Find every line of the material containing the word "white", and copy each of those lines.

***** Input data

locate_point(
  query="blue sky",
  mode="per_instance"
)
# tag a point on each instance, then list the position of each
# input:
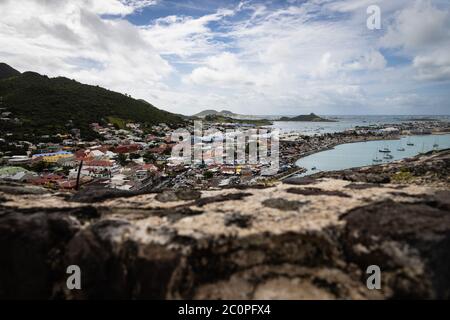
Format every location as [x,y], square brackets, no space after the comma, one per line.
[251,57]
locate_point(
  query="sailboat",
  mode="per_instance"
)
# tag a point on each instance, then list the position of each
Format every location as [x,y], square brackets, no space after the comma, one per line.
[436,144]
[376,159]
[409,143]
[385,150]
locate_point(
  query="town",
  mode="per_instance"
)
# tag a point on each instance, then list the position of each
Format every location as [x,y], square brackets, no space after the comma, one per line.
[128,158]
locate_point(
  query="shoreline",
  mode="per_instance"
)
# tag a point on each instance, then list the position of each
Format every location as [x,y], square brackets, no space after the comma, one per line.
[292,160]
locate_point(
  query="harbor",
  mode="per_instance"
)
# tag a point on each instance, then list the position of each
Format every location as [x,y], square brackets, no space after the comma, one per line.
[358,154]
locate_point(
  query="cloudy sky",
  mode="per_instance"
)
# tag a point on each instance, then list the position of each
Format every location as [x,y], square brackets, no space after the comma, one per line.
[252,57]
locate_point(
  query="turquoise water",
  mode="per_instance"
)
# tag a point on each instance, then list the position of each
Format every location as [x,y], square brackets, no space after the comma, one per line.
[344,123]
[360,154]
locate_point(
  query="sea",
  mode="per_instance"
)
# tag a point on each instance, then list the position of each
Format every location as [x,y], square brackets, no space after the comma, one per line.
[360,154]
[348,122]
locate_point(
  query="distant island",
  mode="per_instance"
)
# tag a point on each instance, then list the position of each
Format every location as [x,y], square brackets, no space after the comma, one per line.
[307,117]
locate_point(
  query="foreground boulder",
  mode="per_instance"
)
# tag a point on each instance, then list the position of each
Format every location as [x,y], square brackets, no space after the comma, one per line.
[310,240]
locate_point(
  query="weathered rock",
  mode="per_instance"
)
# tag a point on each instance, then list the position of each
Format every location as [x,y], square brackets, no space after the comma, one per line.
[282,204]
[317,192]
[409,242]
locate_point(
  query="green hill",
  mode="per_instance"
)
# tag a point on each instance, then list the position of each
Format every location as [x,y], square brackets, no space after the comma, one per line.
[7,72]
[47,105]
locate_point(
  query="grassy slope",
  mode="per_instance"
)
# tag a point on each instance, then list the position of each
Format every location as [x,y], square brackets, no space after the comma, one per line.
[46,104]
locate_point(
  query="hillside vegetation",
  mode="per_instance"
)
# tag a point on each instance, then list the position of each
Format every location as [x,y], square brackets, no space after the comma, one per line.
[55,105]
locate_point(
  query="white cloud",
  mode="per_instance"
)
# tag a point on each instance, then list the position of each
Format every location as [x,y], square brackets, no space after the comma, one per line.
[422,32]
[252,58]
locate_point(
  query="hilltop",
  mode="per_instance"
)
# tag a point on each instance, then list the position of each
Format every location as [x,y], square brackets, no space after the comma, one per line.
[47,105]
[226,114]
[7,71]
[218,118]
[308,117]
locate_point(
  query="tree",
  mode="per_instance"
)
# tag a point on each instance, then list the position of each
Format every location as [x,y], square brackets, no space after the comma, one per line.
[122,159]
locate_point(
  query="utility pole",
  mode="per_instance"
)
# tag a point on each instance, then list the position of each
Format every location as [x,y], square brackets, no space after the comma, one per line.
[78,176]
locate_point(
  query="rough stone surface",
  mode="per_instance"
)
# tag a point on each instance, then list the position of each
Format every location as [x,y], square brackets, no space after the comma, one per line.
[312,241]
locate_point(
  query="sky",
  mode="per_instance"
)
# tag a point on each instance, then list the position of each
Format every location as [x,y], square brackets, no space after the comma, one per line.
[251,57]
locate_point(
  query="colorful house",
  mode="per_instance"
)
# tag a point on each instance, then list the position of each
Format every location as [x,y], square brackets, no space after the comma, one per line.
[52,157]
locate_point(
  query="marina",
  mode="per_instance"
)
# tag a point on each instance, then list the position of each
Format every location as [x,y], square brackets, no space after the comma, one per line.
[360,154]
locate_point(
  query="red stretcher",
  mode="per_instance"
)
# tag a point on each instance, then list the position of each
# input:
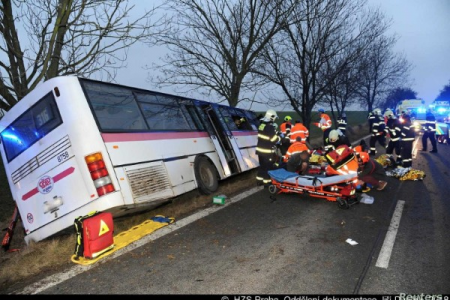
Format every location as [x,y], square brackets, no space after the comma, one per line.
[338,184]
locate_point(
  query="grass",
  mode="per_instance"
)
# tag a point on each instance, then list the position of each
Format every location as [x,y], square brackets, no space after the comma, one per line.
[37,260]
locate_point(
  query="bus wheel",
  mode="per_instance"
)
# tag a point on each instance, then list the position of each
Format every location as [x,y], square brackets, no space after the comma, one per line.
[206,175]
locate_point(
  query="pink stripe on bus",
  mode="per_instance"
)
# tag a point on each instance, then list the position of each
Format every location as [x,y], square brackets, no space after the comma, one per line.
[56,178]
[149,136]
[244,133]
[30,194]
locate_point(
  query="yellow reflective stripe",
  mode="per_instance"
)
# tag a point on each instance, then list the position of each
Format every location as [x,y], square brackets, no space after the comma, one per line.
[274,138]
[262,150]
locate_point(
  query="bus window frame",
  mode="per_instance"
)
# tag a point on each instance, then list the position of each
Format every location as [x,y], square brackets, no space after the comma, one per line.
[56,116]
[134,91]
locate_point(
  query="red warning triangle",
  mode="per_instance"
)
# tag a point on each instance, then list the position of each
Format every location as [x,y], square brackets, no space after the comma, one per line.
[103,228]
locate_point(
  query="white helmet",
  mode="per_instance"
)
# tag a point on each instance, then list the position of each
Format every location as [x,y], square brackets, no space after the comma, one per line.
[334,135]
[271,115]
[389,113]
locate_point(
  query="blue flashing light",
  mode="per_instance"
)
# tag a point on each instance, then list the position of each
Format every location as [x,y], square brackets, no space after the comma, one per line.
[11,137]
[421,110]
[441,110]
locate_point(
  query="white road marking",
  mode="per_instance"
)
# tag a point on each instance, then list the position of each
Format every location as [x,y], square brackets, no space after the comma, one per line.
[415,148]
[58,278]
[389,240]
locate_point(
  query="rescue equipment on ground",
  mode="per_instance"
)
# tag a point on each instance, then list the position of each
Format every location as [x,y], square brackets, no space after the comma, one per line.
[384,160]
[219,199]
[94,233]
[125,238]
[6,242]
[406,174]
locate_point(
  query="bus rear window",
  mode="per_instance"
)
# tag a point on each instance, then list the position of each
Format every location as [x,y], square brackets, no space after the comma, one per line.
[31,126]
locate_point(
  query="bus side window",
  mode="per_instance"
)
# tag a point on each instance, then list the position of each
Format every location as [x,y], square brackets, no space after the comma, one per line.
[114,107]
[227,117]
[195,117]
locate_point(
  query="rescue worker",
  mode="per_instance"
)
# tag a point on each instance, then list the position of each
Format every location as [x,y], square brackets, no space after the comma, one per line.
[378,127]
[298,163]
[393,128]
[371,119]
[324,124]
[285,129]
[429,129]
[335,139]
[297,147]
[265,148]
[386,112]
[342,122]
[406,140]
[371,172]
[298,130]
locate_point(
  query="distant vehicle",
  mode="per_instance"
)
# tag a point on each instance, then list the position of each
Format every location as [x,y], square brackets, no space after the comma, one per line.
[73,145]
[417,110]
[442,113]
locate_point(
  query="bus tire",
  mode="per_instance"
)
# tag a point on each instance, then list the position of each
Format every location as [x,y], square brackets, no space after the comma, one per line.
[206,175]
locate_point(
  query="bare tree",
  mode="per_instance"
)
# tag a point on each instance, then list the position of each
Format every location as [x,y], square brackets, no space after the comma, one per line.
[80,37]
[308,55]
[214,44]
[381,70]
[396,95]
[341,91]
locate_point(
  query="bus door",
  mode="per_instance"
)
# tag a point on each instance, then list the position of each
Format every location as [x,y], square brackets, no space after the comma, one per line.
[220,136]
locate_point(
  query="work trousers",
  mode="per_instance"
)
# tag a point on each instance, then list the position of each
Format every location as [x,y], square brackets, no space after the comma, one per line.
[265,165]
[406,153]
[431,136]
[394,146]
[373,140]
[326,132]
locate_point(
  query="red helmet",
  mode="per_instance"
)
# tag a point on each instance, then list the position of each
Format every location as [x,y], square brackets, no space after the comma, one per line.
[364,157]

**********

■ **Exercise solution**:
  query="white cloud",
  query="white helmet",
  query="white road marking",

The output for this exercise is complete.